> [RECORDS FOR PROCESSING]:
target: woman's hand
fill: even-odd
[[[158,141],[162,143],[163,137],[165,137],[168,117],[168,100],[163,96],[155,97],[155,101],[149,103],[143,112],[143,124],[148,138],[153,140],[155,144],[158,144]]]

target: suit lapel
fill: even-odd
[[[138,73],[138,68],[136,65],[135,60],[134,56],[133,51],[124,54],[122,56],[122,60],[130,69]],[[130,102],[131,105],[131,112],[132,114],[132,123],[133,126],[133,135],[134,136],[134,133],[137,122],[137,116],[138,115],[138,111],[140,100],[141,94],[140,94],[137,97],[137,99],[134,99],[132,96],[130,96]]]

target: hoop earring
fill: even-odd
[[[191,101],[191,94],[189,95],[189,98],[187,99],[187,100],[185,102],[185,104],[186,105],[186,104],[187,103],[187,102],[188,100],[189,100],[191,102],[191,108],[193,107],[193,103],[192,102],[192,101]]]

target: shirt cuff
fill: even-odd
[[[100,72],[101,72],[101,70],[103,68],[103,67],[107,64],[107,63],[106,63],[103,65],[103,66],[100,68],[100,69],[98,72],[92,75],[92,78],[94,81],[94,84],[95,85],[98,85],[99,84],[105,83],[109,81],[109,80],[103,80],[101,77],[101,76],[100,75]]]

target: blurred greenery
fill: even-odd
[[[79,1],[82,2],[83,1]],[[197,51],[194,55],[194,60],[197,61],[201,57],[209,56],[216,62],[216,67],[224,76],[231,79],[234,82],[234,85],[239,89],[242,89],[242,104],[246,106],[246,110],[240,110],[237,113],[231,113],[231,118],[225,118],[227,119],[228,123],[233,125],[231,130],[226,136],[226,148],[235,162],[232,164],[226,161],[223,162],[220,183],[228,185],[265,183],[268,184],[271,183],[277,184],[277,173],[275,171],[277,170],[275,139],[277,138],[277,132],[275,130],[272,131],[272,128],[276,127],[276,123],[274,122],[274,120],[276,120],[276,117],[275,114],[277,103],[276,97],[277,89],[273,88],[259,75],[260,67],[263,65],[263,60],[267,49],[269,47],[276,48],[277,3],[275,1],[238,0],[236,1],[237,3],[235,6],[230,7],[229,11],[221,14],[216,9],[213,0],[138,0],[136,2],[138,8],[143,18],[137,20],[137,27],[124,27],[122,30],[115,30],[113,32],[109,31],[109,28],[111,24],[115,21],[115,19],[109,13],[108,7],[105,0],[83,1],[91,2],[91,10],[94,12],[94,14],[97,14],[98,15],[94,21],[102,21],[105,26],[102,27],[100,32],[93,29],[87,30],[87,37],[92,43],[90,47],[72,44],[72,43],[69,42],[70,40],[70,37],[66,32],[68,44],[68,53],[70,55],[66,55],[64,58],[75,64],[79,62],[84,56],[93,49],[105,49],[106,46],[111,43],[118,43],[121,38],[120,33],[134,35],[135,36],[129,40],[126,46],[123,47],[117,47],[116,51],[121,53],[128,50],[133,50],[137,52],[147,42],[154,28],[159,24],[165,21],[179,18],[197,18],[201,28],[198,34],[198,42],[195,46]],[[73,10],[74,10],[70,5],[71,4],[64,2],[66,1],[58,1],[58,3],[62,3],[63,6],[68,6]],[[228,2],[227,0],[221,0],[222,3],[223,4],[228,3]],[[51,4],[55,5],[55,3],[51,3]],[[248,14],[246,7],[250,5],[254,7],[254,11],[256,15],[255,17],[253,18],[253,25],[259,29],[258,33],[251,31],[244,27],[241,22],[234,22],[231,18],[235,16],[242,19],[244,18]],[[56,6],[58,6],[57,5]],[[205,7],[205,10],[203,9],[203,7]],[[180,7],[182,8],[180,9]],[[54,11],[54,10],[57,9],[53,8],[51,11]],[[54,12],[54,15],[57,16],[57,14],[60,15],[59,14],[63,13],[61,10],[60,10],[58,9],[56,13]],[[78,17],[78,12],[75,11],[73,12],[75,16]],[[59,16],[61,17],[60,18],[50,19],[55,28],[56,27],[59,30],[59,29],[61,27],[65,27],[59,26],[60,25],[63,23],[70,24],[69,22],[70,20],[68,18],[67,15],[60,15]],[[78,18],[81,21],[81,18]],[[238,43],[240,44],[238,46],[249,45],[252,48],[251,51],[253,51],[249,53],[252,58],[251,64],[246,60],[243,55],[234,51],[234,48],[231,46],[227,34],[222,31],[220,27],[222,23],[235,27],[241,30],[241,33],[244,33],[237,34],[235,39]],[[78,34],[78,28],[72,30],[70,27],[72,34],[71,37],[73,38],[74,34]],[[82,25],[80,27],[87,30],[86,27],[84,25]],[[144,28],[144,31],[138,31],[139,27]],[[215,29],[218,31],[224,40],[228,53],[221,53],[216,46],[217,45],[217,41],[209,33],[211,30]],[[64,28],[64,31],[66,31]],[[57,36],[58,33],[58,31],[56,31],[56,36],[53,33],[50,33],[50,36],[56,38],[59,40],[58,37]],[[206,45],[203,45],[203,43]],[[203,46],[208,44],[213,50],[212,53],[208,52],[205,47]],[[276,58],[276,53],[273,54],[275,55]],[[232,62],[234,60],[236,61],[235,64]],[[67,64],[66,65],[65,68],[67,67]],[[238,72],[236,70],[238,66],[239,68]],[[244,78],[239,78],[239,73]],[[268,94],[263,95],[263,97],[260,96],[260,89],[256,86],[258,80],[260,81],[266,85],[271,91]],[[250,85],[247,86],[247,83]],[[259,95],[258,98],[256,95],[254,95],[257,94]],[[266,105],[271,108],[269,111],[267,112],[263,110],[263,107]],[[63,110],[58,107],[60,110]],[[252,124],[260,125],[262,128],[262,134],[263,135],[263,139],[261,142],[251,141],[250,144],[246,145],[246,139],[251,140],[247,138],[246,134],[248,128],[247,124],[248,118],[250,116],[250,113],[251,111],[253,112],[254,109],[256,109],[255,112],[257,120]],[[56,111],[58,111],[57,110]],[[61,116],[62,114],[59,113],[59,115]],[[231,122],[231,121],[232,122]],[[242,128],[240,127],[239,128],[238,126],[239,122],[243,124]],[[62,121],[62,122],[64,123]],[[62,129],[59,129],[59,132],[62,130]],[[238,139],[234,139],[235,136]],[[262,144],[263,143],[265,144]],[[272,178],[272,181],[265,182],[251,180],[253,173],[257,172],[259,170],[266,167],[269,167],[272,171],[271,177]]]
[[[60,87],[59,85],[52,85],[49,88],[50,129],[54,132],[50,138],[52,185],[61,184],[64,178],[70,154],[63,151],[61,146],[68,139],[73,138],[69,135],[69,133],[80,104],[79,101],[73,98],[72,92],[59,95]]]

> [SET PROBLEM]:
Find each line above that contains the word "target" and copy it out, treating uppercase and lowercase as different.

> [WRITTEN SOLUTION]:
target: woman's hand
target: suit lapel
target: hoop earring
target: shirt cuff
target: blurred greenery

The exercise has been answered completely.